Task objective => Extract every line of the listing below and copy it out character for character, with no changes.

----------------

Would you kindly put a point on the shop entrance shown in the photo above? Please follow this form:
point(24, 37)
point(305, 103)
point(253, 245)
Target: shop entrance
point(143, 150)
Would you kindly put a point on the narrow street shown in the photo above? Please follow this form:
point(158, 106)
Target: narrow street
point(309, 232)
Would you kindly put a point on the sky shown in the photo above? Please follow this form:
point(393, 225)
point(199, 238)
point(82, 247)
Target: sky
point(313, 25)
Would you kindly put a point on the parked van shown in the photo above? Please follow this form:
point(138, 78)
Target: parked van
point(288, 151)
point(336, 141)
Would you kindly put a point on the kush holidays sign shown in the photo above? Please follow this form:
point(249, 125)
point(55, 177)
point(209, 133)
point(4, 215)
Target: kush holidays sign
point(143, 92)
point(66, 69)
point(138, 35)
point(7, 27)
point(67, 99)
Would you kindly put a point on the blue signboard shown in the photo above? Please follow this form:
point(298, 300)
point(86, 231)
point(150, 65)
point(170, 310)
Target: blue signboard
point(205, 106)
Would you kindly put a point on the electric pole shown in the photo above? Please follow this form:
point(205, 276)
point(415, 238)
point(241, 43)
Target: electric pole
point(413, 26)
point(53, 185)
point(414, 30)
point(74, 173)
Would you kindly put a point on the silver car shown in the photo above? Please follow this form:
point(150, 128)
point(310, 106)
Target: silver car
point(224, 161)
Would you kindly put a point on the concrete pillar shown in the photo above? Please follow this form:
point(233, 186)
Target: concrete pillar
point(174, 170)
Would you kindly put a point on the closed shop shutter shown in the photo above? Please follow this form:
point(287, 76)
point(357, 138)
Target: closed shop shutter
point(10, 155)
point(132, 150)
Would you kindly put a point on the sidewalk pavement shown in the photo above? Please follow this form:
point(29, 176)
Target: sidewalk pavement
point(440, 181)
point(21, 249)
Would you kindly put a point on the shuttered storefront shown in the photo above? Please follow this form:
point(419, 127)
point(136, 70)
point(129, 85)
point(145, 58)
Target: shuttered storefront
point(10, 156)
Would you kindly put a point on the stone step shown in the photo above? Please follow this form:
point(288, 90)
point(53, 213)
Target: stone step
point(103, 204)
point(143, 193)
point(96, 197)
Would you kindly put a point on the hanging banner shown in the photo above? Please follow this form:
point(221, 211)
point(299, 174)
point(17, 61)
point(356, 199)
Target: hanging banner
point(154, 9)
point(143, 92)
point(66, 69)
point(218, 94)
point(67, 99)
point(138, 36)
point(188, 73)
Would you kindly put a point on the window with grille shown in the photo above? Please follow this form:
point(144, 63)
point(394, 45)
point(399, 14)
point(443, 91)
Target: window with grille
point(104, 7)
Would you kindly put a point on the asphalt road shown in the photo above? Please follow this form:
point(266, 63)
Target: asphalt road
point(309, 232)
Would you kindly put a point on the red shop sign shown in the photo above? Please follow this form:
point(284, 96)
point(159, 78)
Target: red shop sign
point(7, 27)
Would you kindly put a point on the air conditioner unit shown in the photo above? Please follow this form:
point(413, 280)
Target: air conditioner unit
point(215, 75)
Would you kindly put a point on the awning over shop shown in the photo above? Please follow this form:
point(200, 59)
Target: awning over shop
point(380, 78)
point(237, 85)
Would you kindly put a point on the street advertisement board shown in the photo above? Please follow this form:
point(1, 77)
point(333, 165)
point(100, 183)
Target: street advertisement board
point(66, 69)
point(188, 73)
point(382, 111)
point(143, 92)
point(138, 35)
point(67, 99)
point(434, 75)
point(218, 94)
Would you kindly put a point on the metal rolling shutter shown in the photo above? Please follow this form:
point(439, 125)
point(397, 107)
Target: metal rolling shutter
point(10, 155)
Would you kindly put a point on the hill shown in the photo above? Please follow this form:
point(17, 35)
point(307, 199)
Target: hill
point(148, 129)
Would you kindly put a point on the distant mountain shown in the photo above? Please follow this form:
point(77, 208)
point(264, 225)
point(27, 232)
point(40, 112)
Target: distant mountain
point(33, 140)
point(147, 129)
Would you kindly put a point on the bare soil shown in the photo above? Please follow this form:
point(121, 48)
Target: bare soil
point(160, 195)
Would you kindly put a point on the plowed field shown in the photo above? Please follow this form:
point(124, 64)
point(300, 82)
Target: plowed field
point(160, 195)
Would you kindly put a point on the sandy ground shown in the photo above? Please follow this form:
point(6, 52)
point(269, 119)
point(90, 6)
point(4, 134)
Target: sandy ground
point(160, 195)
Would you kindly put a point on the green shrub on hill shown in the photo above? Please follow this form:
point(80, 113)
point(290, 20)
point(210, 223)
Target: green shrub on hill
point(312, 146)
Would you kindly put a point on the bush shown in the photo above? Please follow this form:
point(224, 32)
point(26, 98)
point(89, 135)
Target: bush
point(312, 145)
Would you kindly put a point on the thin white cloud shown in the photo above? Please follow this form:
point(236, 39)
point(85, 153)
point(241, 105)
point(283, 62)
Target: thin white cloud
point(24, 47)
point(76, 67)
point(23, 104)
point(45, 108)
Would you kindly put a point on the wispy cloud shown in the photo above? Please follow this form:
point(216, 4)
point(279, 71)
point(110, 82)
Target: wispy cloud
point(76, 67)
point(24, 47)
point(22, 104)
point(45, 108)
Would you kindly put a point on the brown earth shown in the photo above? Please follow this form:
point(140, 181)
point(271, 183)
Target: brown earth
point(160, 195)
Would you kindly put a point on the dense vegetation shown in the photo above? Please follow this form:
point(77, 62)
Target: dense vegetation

----------------

Expected output =>
Would you kindly put a point on the shop entrance shown in the photo above? Please follow this form:
point(24, 37)
point(305, 103)
point(253, 245)
Target: shop entrance
point(143, 150)
Would you kindly put a point on the narrow street shown in the photo above? Please follow this form:
point(158, 106)
Target: narrow street
point(309, 232)
Would you kindly put a point on the sky shown in the photo above? Please follow this form:
point(393, 225)
point(199, 238)
point(82, 247)
Target: sky
point(313, 25)
Would you kindly put a point on the parked van shown in the photo above? Please follow this form:
point(138, 78)
Target: parked van
point(288, 151)
point(336, 141)
Would you kindly put a point on the kush holidays sign shown in the photo above? Please follow this form:
point(249, 125)
point(55, 177)
point(209, 133)
point(4, 215)
Target: kush holidays sign
point(143, 92)
point(66, 69)
point(138, 35)
point(7, 27)
point(67, 99)
Would you kindly put a point on the blue signboard shown in the photo above? Please follow this form:
point(298, 300)
point(86, 231)
point(150, 65)
point(170, 310)
Target: blue signboard
point(205, 106)
Would you kindly put a point on the electric pole shown in the photo above? Please follow this form:
point(205, 276)
point(415, 238)
point(241, 43)
Target: electric pole
point(413, 26)
point(53, 185)
point(414, 30)
point(74, 173)
Would you kindly put a point on the silver car shown in the photo above? Please follow this form:
point(150, 128)
point(310, 106)
Target: silver car
point(224, 161)
Would you kindly put a point on the concrete pillar shown in the photo above? Please follow this form:
point(233, 186)
Target: concrete pillar
point(174, 170)
Would you kindly put a point on the closed shop shutter shown in the photo above? Please follow this form:
point(287, 76)
point(357, 138)
Target: closed shop shutter
point(10, 155)
point(132, 150)
Would you kindly put a point on the sidewalk pavement shown in the photo above? Please follow this form:
point(29, 176)
Target: sidewalk pavement
point(440, 181)
point(21, 249)
Would you kindly put a point on the shuttered storefront shown in the photo above? Please follow this form:
point(419, 127)
point(136, 70)
point(129, 85)
point(145, 58)
Target: shuttered storefront
point(10, 156)
Would you kindly put a point on the stone step shown in the photo above? Please follow this form:
point(288, 90)
point(53, 213)
Target: stone step
point(103, 204)
point(143, 193)
point(96, 197)
Would you kindly put a point on the hanging banner shown in the photo above? Please follow this form:
point(221, 211)
point(299, 174)
point(17, 61)
point(356, 199)
Target: hanging banner
point(154, 9)
point(143, 92)
point(66, 69)
point(218, 94)
point(67, 99)
point(138, 36)
point(188, 73)
Would you kindly put a point on the window with grille shown in the photo above? Please follow this form:
point(144, 63)
point(394, 45)
point(399, 14)
point(443, 91)
Target: window with grille
point(104, 7)
Would you kindly put a point on the asphalt road shown in the photo above? Please follow this form:
point(266, 63)
Target: asphalt road
point(309, 232)
Would you kindly put a point on the red shop sign shown in the photo above? Please follow this form:
point(284, 96)
point(159, 78)
Target: red shop sign
point(7, 27)
Would you kindly put a point on the air conditioner unit shown in the photo above? Please follow this form:
point(413, 280)
Target: air conditioner unit
point(215, 75)
Would you kindly put a point on the awning over shop shown in the photo above? Please follow this form:
point(200, 59)
Target: awning over shop
point(380, 78)
point(237, 85)
Would you kindly put a point on the street advertisement board shown in the photo above? Please follow this form:
point(1, 77)
point(333, 165)
point(100, 183)
Target: street advertisement board
point(66, 69)
point(188, 73)
point(382, 111)
point(143, 92)
point(138, 35)
point(67, 99)
point(434, 75)
point(218, 94)
Would you kindly put a point on the metal rolling shutter shown in the photo above? Please follow this form:
point(439, 125)
point(397, 107)
Target: metal rolling shutter
point(10, 155)
Would you kindly put a point on the hill shown in the photo above? Please follow this form:
point(17, 35)
point(307, 199)
Target: hill
point(148, 129)
Would you kindly put a point on the distant mountain shown in the photo above? Please follow this form:
point(77, 208)
point(264, 225)
point(27, 232)
point(40, 112)
Target: distant mountain
point(33, 140)
point(147, 129)
Would you kindly put a point on the bare soil shown in the photo above? Please follow this form:
point(121, 48)
Target: bare soil
point(160, 195)
Would you kindly put a point on the plowed field shown in the photo above? Please follow this form:
point(124, 64)
point(300, 82)
Target: plowed field
point(160, 195)
Would you kindly put a point on the sandy ground shown in the photo above? Please follow this form:
point(6, 52)
point(269, 119)
point(90, 6)
point(4, 134)
Target: sandy ground
point(160, 195)
Would you kindly put a point on the green shrub on hill shown in the photo above? Please follow this form:
point(80, 113)
point(290, 20)
point(210, 223)
Target: green shrub on hill
point(312, 146)
Would you kindly put a point on the bush shown in the photo above? Please follow this form:
point(224, 32)
point(26, 98)
point(89, 135)
Target: bush
point(312, 145)
Would you kindly put a point on the thin white cloud shown in the photo above? Please follow this form:
point(236, 39)
point(85, 153)
point(241, 105)
point(283, 62)
Target: thin white cloud
point(24, 47)
point(76, 67)
point(23, 104)
point(45, 108)
Would you kindly put a point on the wispy cloud shown in the photo above? Please follow this form:
point(216, 4)
point(279, 71)
point(110, 82)
Target: wispy cloud
point(76, 67)
point(24, 47)
point(22, 104)
point(45, 108)
Would you kindly put a point on the brown earth shown in the photo above? Please follow this form:
point(140, 181)
point(271, 183)
Target: brown earth
point(160, 195)
Would you kindly put a point on the dense vegetation shown in the photo above? Please follow this form:
point(77, 62)
Target: dense vegetation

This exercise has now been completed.